** RECORDS TO PROCESS follows **

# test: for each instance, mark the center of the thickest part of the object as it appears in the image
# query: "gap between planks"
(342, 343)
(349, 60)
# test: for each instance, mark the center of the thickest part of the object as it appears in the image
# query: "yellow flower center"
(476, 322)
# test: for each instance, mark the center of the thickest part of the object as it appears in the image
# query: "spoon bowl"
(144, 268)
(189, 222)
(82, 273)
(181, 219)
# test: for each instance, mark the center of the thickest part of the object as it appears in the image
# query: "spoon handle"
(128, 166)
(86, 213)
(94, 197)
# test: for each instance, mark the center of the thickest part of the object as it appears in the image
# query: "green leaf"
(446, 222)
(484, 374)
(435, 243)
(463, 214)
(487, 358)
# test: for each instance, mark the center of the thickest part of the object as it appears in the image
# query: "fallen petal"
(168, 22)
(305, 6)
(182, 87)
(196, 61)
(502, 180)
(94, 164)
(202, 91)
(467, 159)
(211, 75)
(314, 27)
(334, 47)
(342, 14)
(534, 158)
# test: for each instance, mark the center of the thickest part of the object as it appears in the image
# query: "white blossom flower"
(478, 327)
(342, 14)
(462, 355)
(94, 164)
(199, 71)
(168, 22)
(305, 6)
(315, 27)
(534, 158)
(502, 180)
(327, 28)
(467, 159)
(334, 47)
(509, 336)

** End of RECORDS TO PROCESS **

_EXERCISE_. Once the listing above has been read, restate it exactly.

_REPLY_.
# test: for each instance, mark the center of the thickest part of the object as it appears in the image
# query: "gap between planks"
(342, 343)
(349, 60)
# test: for each instance, mark the center of the thickest part of the object as it appears in the image
# query: "yellow flower center"
(476, 322)
# test: for each instance, mark the center of the thickest part of the object as it appears in the image
# query: "spoon bowl"
(144, 268)
(189, 222)
(82, 273)
(181, 219)
# test: for each instance, mark the center of the thickest part of the object as it appears in the image
# query: "spoon handle"
(128, 166)
(86, 213)
(94, 197)
# test: for each instance, mark the center of the thickest part of the object as it appears in the image
# query: "green leaf"
(446, 222)
(484, 374)
(435, 243)
(463, 214)
(487, 358)
# test: for each instance, mark the center of the thickest part of the object as it appears in the image
# query: "fallen petal"
(168, 22)
(305, 6)
(182, 87)
(196, 61)
(502, 180)
(94, 164)
(202, 91)
(467, 159)
(211, 75)
(314, 27)
(334, 47)
(342, 14)
(534, 158)
# test: for each instance, mark the center of the thickest part of the object as it appears in the image
# query: "white blossom flower"
(478, 327)
(342, 14)
(462, 355)
(94, 164)
(199, 71)
(168, 22)
(305, 6)
(315, 27)
(534, 158)
(502, 180)
(327, 28)
(467, 159)
(334, 47)
(509, 336)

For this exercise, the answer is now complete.